▶ SOURCE DOCUMENT:
Our featured Author this week is Stephen Ormsby. Author of Long Lost Song
On twitter: @IdeasCaptured
At the end of the interview, you will find our giveaway. One lucky Fan will win a copy of Long Lost Song!
When did you first realize you wanted to be a writer?
I don’t think I ever decided to be a writer. It has always been with me, even from an early age I was the script writer for claymation projects at school. From then on, I have always had people running around my head. It’s either write or do something bad and blame the people inside there. Writing is a way to express, well it’s not even that. Writing is a form of dreaming with my eyes open - a sort of daydreaming where I let my fingers deal with my subconscious. In those cases, I’m just a physical middle man.
How long did it take you to write your book?
Long Lost Song took me two years to write but we were also running our shop at the same time. The next couple of books were a lot quicker. One I just finished in first draft took 22 days and the other is 90k in 28 days.

▶ THE DATA:
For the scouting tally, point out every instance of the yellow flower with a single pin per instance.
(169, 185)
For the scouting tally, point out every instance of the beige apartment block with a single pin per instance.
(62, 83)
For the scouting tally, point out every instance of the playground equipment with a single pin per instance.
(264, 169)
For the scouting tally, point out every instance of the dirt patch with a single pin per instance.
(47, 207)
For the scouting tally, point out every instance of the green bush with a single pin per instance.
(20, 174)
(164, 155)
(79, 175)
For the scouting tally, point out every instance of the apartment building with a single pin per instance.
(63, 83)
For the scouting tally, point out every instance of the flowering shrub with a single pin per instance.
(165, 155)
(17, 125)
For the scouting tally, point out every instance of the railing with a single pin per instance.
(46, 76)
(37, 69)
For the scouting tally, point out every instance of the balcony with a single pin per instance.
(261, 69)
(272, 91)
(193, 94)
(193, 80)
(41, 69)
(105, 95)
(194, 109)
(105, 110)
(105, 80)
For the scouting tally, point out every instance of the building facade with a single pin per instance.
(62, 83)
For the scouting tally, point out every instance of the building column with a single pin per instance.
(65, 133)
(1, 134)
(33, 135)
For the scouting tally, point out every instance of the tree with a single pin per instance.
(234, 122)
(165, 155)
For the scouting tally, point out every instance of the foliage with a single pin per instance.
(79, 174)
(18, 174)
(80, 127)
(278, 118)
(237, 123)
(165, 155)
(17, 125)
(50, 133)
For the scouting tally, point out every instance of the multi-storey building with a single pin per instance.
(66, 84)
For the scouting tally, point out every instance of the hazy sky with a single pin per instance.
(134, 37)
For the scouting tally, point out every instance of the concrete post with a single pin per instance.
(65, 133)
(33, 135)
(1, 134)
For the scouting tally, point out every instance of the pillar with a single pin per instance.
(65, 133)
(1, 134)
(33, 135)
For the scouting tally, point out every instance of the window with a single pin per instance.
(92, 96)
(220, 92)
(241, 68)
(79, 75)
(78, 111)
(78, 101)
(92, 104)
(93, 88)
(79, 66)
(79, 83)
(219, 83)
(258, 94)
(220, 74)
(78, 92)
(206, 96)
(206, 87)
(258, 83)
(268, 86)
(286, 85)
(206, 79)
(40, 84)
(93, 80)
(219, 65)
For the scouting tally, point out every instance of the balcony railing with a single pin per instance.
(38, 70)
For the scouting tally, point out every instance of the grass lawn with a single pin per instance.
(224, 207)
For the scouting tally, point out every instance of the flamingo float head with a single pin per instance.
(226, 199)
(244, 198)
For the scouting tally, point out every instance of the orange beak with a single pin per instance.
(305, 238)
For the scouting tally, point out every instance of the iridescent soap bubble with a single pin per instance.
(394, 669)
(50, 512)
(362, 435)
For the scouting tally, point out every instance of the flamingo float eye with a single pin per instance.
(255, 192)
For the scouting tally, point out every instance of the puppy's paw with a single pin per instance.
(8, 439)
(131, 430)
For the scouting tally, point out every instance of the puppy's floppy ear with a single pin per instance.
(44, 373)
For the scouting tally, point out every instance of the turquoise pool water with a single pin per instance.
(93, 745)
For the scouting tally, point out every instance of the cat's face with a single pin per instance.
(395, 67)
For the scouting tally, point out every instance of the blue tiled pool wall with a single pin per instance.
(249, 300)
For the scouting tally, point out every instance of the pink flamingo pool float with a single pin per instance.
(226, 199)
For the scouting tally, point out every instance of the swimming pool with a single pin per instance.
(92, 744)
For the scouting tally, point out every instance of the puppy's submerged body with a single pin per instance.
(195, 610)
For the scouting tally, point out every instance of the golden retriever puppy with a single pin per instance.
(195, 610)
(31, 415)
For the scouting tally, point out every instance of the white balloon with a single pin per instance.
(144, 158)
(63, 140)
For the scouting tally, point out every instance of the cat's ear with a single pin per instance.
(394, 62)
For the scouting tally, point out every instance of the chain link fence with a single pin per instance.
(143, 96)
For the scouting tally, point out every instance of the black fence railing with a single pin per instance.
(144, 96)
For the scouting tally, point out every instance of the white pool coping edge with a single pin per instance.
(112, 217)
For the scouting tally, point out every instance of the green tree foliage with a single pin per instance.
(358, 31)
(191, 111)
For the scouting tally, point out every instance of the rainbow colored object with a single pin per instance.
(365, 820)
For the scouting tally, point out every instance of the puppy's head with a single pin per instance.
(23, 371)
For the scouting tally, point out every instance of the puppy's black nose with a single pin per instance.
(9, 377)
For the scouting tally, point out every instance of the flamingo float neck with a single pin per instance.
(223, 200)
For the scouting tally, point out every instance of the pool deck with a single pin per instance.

▶ EXERCISE PROMPT:
In the author interview, how long did Long Lost Song take to write?

▶ ANSWER SPACE:
Two years.